Задания:
[a] Какие произведения русской литературы с темой каторги перечислены в отрывке о Сибири и американском Западе?
[b] В какой газете, согласно отрывку о Сибири и американском Западе, начали появляться путевые очерки Чехова?
[c] Продолжите отрывок о Сибири и американском Западе, начав сразу после его последнего предложения.

Приведённый отрывок:
+++

Запад сам по себе не создал и не мог создать — поскольку отсутствовали традиции и культурная среда — литературу национального масштаба, подобную той, которую создал американский Юг. Но Запад, как тема, породил новые формы и стили, не говоря уже о том, что он создал в высшей степени колоритный и выразительный фольклор. «Фольклор США, — говорит американский исследователь А. Хадсон, — грандиозное, плодотворное, величественное наследие»71. В 30–40-х годах XIX в. граница проявляла значительную литературную активность, но ее творчество оставалось по преимуществу «жанром» и не сливалось с основным течением американской литературы. Но М. Твен стал самым крупным представителем границы в американской литературе и ввел художественную традицию границы в общее русло американской национальной словесности72.
Сибирская литература — за редкими исключениями — была подражательной. Но можно также говорить о некой традиции сибирской темы в общерусской литературе. Однако, в отличие от американского Запада, Сибирь всегда была отрицательным и пугающим символом. Тема каторги присутствует во многих значительных произведениях русской литературы («Братья Карамазовы», «Воскресение», «Леди Макбет Мценского уезда»). «Хорошо ли я сделаю, уехав в Сибирь?», терзался князь Нехлюдов73. Господствующее настроение в романе «Воскресение» — если оставить в стороне нравственные страдания главного героя — страх перед Сибирью. Нехлюдов видит в Сибири огромную тюрьму — «от Петропавловской крепости до Сахалина», а свой отъезд туда рассматривает как наказание за нравственное преступление. Главы XXXIV–XXXVII романа «Воскресение», в которых описывается выход из городской тюрьмы партии арестантов («с грохотом отворились ворота»), следование ее через весь город, чтобы продолжить свой путь по этапу в Сибирь, — одно из самых поразительных мест во всей русской литературе. Эти шествия по городским улицам и почтовым трактам ссыльных и каторжан, вид которых вызывал ужас и жалость, этот кандальный звон — наблюдала и слышала вся Россия, подобно тому, как вся Россия читала романы Толстого и других писателей. Одно только это формировало образ Сибири как страны, откуда нет возврата. Феномен каторги и ссылки, позднее — лагерей военнопленных и Гулага, оказал колоссальное влияние на историческую судьбу Сибири во всех ее проявлениях. Не было на земле другой столь обширной территории, на которой лежала бы печать отверженности, клеймо огромной тюрьмы. Устрашающий символ Сибири утвердился и в мировой литературе. Так, Ф. Ницше в «Антихристианине», произведении историософски-философском, употребляет вульгарную формулу «упекут в Сибирь», причем связывает ее с именем Христа7. Нам уже приходилось отмечать, что, с точки зрения современных постмодернистских теорий, подобные тексты—»риторические конструкции»— связаны с проблемой власти, т.е. являются мощным фактором влияния на людей75. Журнал «Мир божий» писал об очерках Чехова «Остров Сахалин» как о «получивших всемирную известность страницах» гениального художника76. Путевые очерки Чехова начали появляться в петербургской газете «Новое время», когда писатель еще ехал через Сибирь на каторжный остров.

+++

Записи разметки для сегментации:
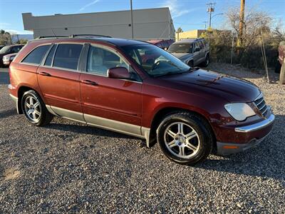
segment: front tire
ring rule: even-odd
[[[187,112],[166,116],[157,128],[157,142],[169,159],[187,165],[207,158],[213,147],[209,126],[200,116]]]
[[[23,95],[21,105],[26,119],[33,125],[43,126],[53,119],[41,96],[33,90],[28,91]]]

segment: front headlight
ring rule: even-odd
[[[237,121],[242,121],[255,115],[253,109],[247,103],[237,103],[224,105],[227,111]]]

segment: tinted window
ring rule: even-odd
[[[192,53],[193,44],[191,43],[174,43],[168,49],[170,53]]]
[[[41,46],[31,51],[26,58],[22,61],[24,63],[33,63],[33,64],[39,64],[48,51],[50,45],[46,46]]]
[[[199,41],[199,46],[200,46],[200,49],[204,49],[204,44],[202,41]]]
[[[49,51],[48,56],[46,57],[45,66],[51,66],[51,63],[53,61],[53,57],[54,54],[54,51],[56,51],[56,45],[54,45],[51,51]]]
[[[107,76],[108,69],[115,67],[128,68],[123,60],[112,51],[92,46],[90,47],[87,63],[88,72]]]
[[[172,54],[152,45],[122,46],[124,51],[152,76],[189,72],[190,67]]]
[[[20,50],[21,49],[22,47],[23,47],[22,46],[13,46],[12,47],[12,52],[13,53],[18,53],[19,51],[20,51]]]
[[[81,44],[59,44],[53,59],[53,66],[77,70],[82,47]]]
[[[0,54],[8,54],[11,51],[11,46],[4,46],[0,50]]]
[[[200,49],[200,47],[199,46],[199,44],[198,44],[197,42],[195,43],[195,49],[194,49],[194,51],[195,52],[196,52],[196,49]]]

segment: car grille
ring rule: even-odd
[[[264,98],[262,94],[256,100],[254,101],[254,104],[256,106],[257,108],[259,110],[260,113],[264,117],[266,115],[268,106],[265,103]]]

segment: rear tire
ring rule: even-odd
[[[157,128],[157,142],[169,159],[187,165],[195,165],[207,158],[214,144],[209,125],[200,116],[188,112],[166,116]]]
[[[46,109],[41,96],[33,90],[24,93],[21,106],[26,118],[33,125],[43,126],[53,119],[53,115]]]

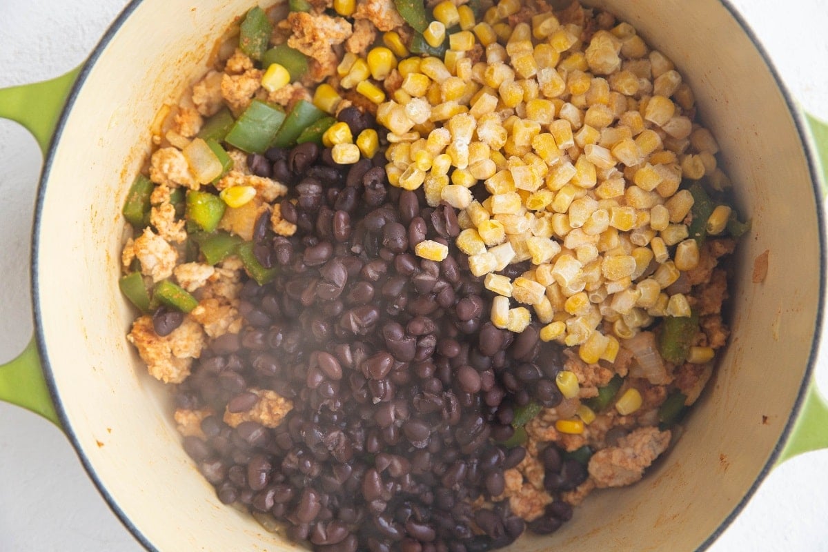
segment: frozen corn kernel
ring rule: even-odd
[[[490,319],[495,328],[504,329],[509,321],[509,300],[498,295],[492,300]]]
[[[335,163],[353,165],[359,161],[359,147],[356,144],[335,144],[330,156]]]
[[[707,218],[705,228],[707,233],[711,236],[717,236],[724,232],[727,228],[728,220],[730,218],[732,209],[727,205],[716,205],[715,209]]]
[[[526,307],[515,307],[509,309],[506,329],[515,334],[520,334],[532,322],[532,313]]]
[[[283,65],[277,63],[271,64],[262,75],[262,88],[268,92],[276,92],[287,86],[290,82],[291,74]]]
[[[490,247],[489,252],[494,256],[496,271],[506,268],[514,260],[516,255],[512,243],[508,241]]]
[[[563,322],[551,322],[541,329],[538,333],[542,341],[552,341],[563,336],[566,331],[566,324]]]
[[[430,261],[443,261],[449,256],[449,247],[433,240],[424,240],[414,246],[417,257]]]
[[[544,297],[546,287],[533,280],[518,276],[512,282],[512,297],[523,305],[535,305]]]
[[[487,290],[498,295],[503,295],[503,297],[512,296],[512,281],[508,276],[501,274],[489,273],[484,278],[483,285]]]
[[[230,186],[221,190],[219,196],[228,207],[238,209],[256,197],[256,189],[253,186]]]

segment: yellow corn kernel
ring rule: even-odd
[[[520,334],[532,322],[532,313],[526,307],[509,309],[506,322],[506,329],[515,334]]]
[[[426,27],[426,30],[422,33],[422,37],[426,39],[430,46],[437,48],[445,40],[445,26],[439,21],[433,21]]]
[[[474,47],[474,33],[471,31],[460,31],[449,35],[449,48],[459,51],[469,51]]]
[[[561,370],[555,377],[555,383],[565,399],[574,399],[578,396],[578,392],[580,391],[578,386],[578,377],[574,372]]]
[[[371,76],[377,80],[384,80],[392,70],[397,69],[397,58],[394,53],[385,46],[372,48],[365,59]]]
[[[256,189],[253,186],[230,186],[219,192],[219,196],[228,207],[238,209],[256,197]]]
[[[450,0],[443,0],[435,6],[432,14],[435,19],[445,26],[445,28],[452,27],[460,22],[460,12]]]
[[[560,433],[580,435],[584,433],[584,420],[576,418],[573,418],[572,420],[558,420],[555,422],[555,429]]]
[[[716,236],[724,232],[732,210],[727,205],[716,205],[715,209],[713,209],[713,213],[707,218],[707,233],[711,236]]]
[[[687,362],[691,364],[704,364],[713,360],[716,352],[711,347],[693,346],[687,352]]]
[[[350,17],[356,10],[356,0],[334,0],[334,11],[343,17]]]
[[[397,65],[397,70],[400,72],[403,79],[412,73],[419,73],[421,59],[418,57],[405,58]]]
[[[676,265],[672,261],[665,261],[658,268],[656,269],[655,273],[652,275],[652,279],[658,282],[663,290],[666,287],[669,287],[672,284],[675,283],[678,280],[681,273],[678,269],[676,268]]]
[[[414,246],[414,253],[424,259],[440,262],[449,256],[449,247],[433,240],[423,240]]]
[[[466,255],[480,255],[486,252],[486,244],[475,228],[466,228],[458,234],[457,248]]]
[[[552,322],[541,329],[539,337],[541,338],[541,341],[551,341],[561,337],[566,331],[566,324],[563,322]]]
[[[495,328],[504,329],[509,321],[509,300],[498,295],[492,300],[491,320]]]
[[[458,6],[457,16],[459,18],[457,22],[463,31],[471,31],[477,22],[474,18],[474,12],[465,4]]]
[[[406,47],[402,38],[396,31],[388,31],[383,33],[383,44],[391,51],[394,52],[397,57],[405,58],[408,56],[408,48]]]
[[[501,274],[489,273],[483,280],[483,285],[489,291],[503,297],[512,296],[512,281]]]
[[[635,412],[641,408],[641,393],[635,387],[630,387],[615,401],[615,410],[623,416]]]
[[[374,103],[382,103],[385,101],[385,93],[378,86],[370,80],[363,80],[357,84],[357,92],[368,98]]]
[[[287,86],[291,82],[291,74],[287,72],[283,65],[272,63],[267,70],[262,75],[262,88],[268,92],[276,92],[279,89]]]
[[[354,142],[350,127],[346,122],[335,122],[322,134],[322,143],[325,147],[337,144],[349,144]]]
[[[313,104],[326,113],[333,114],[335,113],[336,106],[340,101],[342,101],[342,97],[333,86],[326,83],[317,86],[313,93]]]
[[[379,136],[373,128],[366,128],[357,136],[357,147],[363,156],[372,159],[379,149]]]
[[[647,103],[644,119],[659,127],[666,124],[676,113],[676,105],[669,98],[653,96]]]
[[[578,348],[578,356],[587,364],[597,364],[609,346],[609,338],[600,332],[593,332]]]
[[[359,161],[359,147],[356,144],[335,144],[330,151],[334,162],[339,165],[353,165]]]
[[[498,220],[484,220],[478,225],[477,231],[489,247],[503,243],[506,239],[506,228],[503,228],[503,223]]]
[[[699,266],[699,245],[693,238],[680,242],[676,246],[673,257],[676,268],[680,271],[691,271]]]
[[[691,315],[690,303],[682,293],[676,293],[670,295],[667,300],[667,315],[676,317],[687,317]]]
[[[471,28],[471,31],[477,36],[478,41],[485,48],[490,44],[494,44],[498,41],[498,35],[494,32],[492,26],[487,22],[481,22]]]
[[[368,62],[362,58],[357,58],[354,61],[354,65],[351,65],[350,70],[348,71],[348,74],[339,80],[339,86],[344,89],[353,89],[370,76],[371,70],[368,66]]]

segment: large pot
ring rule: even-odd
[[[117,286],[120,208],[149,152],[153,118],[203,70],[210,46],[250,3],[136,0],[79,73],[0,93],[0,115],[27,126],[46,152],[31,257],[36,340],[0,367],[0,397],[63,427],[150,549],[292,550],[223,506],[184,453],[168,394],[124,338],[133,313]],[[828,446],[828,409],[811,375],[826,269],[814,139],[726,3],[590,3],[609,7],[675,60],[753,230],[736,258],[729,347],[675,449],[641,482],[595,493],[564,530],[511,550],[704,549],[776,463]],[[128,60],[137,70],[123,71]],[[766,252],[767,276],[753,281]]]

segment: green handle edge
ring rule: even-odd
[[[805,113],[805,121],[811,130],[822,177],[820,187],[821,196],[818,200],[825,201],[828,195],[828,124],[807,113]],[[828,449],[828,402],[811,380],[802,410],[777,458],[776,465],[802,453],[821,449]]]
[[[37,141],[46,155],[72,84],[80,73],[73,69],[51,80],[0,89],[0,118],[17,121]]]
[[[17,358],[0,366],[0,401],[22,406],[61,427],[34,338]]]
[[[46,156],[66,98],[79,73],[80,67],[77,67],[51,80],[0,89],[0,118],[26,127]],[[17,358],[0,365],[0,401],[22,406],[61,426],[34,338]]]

+++

Ответы к упражнению:
[a] «Братья Карамазовы», «Воскресение», «Леди Макбет Мценского уезда».

[b] В петербургской газете «Новое время».

[c]
«Все мифологические истории именно потому, что они сообщают скорее, психологическую, чем фактическую истину, универсальны по содержанию»77. Главная заслуга в возникновении фронтирного мифа принадлежит американскому писателю Ф. Куперу. «Нельзя не заметить, что в романах Купера на полстолетия раньше и с большой смелостью выражены идеи Тернера. Европеец, по Тернеру, превращался в американца, приспосабливаясь к условиям фронтира, перенимая навыки индейцев. Купер же искал в прошлом пути, которые могли бы привести к соединению двух миров и рождению нового гармонического целого. Дружба белых и индейцев в романах Купера — это его мечта о том, как могла сложиться жизнь на континенте, обернувшаяся трагедией истребления коренного населения»78.
В цикле о «Кожаном чулке» (1823–1841) Купер создал, как он сам обозначил, «идеальный образ фронтирсмена». О центральном герое пятитомного повествования он говорит как о человеке, «не знавшем пороков, честном и искреннем, как сама природа» («Прерия»). Купер в своих произведениях воплотил «императивный» образ фронтира. У Тернера европеец, приспосабливаясь к условиям фронтира, в частности, перенимая навыки индейцев, превращался в американца. В романах Купера создана идеальная модель дружбы белых и индейцев, ставшая основной сюжетной линией всей последующей литературы.
В. В. Маяковский, прибыв в Мексику, спрашивал на пристани: где индейцы? Ему отвечали: «это индейцы», указывая на сотни маленьких людей в тричетвертиаршинных шляпах с носилыцическими номерами, которые «дрались друг с другом из-за чемоданов и уходили, подламываясь под огромной клажей». «Я лет до двенадцати бредил индейцами по Куперу и Майн-Риду. И вот стою, оторопев, как будто перед моими глазами павлинов переделывают в куриц»79. Очень выразительная метафора, указывающая также на то, что реальные индейцы во времена Купера и Майн-Рида были не намного лучше, а в павлинов их переделали именно эти писатели.
Как пишут авторы «Истории Русской Америки», индейские племена Северной Америки были «далеко не идеальными»80. Представление о быте и нравах североамериканских индейцев времен Купера и Майн-Рида можно составить по рассказам служившего на индейской границе американского переводчика Джона Теннера81, о которых А. С. Пушкин написал специальную статью. «Нравы североамериканских дикарей, — писал он, ссылаясь далее на авторитетное мнение В. Ирвинга, — знакомы нам по описанию знаменитых романистов. Но Шатобриан и Купер оба представили нам индейцев с их поэтической стороны и закрасили истину красками своего воображения. «Дикари, выставленные в романах, — пишет В. Ирвинг, — так же похожи на настоящих дикарей, как идиллические пастухи на пастухов обыкновенных». Это самое подозревали и читатели; и недоверчивость к словам заманчивых повествователей уменьшала удовольствие, доставляемое их блестящими произведениями»82. Это, писал Пушкин о «Записках» Дж. Теннера, «длинная повесть о застреленных зверях, о метелях, о голодных, дальних шествиях, об охотниках, замерзших в пути, о скотских оргиях, о ссорах, о вражде, о жизни бедной и трудной, о нуждах, непонятных для чад образованности»83.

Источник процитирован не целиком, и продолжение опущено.